▶ [Exercise directions] Could you restate every line of the data word for word?

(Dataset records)
.....
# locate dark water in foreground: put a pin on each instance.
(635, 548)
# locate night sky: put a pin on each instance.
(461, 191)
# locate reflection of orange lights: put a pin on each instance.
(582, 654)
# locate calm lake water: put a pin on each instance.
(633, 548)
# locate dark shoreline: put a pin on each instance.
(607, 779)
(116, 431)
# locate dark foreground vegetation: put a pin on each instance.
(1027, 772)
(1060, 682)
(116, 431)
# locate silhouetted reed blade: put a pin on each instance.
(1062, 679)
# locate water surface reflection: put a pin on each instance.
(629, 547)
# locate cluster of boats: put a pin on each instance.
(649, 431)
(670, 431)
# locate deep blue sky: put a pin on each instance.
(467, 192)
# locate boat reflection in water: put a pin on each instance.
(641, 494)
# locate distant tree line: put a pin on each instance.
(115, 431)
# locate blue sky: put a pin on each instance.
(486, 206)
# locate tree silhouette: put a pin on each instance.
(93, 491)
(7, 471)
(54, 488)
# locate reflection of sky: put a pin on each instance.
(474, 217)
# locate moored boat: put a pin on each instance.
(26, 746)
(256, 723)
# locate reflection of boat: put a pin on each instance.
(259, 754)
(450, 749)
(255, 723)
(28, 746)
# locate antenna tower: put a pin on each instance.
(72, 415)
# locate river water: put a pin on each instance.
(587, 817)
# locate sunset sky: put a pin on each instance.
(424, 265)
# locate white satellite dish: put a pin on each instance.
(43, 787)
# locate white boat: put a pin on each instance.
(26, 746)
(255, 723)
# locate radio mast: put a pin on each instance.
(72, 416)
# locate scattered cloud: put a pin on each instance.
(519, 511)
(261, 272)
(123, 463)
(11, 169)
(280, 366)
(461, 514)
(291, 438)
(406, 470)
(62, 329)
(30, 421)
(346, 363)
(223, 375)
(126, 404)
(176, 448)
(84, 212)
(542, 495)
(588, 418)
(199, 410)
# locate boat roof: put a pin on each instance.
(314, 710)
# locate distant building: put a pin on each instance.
.....
▶ [Task solution]
# locate dark water in foreground: put a pin on each instance.
(635, 548)
# locate night sky: put a pin on each instance.
(461, 191)
# locate reflection of orange lights: put a pin on each instance.
(582, 654)
# locate calm lake water: put a pin on each instance.
(633, 548)
# locate dark shoreline: put a pin on each instance.
(607, 779)
(116, 431)
# locate dark foreground vegetation: put a pin on each instance.
(1027, 772)
(1060, 682)
(116, 431)
# locate silhouetted reed blade: put a pin on each instance.
(1062, 679)
# locate water surface reflection: put a pin on each instance.
(629, 547)
# locate cluster of boats: put a pin on each instance.
(649, 431)
(670, 431)
# locate deep blue sky: put a pin on each instance.
(467, 192)
# locate boat reflection in water: put a pin on each instance.
(641, 494)
# locate distant tree line: put a pin on each instance.
(115, 431)
# locate blue sky: put a pin on each instance.
(486, 206)
# locate tree silhouette: put a pin on each instance.
(93, 491)
(7, 471)
(54, 488)
# locate reflection of sky: put a pin on each instance.
(474, 217)
# locate moored boat: put a pin on each instance.
(26, 746)
(256, 723)
# locate reflection of boat: put a pin on each instance.
(259, 754)
(450, 749)
(255, 723)
(28, 746)
# locate antenna tower: put a pin on each instance.
(72, 415)
# locate river water: put a pin on each instance.
(587, 817)
# locate sunset sky: put a pin on each instance.
(424, 265)
# locate white satellite dish: put a pin on each instance.
(43, 787)
# locate white boat: put a pin on each instance.
(26, 746)
(255, 723)
# locate radio mast: put a pin on each instance.
(72, 416)
# locate scattered cloud: put a pin on each instance.
(519, 511)
(261, 272)
(123, 463)
(11, 169)
(280, 366)
(461, 514)
(291, 438)
(406, 470)
(62, 329)
(30, 421)
(346, 363)
(223, 375)
(126, 404)
(176, 448)
(84, 212)
(542, 495)
(588, 418)
(199, 410)
# locate boat roof: put a pin on each instance.
(314, 710)
# locate distant building: put a pin on each instance.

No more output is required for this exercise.